» **AIM**
Beginning with the line containing "Pin a point on every instance of the blue jeans" and ending with the last line, repeat the records exactly.

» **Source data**
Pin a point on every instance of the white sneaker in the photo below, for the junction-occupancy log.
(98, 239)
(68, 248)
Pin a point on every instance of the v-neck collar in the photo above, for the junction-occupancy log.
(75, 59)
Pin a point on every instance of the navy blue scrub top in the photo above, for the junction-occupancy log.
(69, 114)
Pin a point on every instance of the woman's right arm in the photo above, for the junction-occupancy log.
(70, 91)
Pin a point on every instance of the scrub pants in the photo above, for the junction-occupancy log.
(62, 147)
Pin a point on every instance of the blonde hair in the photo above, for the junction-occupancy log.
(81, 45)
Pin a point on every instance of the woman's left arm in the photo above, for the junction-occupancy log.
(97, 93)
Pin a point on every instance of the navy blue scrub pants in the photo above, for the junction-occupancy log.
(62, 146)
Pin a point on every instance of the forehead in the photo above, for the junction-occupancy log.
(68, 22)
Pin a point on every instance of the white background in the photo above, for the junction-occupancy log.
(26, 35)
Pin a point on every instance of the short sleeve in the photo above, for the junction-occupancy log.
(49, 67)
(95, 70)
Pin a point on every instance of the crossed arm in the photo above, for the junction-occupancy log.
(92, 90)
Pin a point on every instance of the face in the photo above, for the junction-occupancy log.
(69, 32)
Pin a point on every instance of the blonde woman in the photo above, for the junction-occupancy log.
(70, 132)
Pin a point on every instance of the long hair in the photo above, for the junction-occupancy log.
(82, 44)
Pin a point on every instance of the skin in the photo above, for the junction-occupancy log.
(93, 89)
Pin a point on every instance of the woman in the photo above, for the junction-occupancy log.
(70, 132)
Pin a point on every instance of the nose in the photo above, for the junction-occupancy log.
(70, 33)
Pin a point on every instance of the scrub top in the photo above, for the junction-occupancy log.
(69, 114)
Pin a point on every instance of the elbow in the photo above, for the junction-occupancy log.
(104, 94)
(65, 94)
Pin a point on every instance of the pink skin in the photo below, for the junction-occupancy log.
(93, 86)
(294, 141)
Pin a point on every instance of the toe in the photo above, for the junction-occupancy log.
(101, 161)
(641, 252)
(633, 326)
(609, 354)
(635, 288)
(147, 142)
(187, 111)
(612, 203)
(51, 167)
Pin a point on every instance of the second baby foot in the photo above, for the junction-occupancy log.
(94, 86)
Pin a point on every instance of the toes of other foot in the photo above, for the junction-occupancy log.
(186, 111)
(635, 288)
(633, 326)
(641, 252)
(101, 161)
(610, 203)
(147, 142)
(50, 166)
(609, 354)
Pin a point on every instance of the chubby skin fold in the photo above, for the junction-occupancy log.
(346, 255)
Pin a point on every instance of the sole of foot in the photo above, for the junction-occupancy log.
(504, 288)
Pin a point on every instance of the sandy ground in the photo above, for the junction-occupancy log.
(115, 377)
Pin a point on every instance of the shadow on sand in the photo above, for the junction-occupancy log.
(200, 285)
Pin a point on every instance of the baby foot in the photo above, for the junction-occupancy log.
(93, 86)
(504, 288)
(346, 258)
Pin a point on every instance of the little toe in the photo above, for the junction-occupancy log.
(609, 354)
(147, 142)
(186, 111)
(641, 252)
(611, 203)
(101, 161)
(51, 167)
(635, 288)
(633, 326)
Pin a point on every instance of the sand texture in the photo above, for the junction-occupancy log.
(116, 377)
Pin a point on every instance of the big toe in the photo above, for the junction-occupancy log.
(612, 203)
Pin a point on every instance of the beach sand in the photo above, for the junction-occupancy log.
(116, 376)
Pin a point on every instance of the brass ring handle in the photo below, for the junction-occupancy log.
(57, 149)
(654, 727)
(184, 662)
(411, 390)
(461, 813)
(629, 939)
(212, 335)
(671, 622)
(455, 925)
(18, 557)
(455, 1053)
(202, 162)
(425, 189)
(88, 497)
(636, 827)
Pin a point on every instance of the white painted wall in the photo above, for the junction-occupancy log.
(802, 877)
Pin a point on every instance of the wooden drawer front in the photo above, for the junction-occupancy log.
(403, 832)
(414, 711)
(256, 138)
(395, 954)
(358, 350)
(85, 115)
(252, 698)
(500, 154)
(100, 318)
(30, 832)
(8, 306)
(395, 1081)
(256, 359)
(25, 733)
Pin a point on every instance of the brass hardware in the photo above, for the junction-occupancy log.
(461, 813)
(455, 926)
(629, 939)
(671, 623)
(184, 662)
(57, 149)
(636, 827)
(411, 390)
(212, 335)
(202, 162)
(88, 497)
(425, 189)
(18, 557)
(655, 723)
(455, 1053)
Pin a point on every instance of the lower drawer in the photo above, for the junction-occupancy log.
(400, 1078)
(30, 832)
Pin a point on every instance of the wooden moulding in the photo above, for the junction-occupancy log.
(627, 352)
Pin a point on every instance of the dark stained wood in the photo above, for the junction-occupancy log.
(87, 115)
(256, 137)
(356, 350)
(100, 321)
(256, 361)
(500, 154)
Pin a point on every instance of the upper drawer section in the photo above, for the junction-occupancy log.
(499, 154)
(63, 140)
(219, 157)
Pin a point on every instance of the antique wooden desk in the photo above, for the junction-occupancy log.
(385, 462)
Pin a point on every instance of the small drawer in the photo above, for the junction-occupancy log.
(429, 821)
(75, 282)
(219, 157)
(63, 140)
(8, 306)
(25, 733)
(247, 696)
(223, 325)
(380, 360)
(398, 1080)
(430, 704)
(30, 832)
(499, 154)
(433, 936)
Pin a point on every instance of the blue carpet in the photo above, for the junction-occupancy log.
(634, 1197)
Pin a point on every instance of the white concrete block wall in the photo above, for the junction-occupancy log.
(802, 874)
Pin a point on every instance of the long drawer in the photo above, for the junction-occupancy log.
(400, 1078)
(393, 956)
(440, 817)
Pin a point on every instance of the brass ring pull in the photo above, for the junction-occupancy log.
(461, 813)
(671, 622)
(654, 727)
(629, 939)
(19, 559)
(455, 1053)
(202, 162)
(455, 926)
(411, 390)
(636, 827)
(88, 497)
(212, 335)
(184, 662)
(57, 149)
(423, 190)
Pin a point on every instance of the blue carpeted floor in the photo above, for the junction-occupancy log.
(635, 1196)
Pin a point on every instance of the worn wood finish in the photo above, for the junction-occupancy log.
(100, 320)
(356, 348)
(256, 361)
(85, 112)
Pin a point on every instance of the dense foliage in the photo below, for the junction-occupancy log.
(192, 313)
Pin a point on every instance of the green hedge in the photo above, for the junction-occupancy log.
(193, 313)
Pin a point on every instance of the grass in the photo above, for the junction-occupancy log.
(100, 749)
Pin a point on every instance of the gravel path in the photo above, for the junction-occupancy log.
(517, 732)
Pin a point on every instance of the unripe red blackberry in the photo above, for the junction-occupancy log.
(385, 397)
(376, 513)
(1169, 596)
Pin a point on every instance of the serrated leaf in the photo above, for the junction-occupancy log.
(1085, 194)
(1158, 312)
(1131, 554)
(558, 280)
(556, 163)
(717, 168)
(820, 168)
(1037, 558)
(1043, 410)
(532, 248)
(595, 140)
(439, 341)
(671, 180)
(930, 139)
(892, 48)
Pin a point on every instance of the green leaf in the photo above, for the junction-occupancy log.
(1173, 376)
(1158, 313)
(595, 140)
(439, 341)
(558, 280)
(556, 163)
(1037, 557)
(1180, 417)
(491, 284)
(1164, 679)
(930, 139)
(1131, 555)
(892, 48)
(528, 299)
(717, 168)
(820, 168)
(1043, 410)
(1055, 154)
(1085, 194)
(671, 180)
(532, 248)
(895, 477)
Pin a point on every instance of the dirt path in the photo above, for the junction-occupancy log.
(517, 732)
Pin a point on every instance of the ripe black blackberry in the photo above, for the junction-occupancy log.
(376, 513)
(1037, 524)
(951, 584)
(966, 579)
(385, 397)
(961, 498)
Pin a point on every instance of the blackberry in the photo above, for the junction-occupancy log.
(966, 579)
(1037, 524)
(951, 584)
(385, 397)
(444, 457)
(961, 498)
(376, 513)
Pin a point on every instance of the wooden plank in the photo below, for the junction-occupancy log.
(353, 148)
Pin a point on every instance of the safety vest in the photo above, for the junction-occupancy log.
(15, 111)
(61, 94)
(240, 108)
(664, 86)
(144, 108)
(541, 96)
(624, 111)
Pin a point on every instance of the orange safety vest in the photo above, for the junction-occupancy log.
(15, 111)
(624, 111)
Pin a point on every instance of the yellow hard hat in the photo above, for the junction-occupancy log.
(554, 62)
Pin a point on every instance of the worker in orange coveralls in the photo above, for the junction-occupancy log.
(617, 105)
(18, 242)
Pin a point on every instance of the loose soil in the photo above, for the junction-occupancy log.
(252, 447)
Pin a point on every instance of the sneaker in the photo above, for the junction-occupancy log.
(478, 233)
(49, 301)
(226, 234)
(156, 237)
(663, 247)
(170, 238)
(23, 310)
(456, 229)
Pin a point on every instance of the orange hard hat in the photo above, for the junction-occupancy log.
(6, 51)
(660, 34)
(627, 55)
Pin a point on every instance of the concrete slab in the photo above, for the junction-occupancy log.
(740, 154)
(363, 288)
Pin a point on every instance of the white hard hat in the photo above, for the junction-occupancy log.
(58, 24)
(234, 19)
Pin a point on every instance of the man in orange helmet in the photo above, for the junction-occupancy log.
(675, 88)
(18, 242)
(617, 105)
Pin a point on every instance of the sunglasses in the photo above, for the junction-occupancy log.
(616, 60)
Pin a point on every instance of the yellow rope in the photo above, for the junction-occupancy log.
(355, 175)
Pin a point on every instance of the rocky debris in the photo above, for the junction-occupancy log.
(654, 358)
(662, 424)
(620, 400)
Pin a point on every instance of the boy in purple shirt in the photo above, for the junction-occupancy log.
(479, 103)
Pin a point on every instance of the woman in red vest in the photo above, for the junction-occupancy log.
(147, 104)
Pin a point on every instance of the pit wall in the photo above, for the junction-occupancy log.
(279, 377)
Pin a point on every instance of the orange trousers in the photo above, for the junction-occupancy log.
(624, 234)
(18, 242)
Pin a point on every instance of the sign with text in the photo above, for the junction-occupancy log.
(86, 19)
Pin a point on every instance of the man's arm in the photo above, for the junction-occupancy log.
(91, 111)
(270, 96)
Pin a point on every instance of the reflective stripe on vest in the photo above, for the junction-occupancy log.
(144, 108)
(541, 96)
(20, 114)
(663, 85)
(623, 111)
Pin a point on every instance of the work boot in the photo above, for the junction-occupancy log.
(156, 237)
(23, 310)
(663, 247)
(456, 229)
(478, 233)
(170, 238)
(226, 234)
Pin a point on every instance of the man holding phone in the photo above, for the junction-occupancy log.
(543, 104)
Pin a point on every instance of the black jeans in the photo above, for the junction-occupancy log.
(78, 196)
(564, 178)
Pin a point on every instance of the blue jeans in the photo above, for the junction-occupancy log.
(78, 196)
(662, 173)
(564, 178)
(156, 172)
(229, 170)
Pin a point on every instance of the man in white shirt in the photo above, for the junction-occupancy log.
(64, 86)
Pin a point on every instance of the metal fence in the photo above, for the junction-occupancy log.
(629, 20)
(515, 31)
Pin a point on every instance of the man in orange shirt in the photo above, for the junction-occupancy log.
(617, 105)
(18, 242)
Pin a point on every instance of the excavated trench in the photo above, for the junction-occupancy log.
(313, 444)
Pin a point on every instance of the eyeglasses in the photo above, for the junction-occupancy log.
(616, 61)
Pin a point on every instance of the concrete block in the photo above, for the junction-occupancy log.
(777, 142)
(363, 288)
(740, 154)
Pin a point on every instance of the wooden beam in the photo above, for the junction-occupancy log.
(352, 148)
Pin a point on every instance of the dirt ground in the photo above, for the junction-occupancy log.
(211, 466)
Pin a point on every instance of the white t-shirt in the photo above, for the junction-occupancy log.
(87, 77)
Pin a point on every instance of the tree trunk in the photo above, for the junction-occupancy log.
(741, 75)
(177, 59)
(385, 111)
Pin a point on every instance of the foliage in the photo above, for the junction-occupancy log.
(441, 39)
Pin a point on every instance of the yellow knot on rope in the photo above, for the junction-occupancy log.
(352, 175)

» **RESULT**
Pin a point on every instance of the blue jeans in the photo above, for the junction-occupancy log.
(78, 196)
(662, 173)
(564, 178)
(156, 172)
(229, 170)
Pin a point on every instance of the man in white shirt in the photo above, for the junction-occupancy log.
(64, 86)
Pin a point on every instance of the metal fence in the photo above, for the junction-occupancy log.
(629, 20)
(515, 31)
Pin a point on every instance of the man in orange shirt in the photo above, for the junction-occupancy log.
(617, 105)
(18, 242)
Pin a point on every instance of the excavated trench in the photo above, for the junction-occupancy log.
(313, 444)
Pin a point on every instance of the eyeglasses in the photo above, for the junction-occupancy log.
(616, 61)
Pin a point on every instance of the concrete block in the photo above, for the junction-occupancy log.
(777, 142)
(363, 288)
(740, 154)
Pin a point on every instance of the wooden beam in the photo above, for the junction-occupancy log.
(352, 148)
Pin a point on every instance of the dirt ground in the photo above, for the junction-occupancy log.
(211, 466)
Pin a point on every instance of the white t-shirt in the photo above, for the junction-occupancy log.
(87, 77)
Pin a point on every instance of the tree trunk in the photo above, for the junction-occupancy log.
(741, 75)
(177, 59)
(385, 111)
Pin a point on every instance of the foliage in the photo above, for the junction-occupancy log.
(441, 39)
Pin a point on every instance of the yellow knot on rope in the photo above, for the junction-occupancy log.
(352, 175)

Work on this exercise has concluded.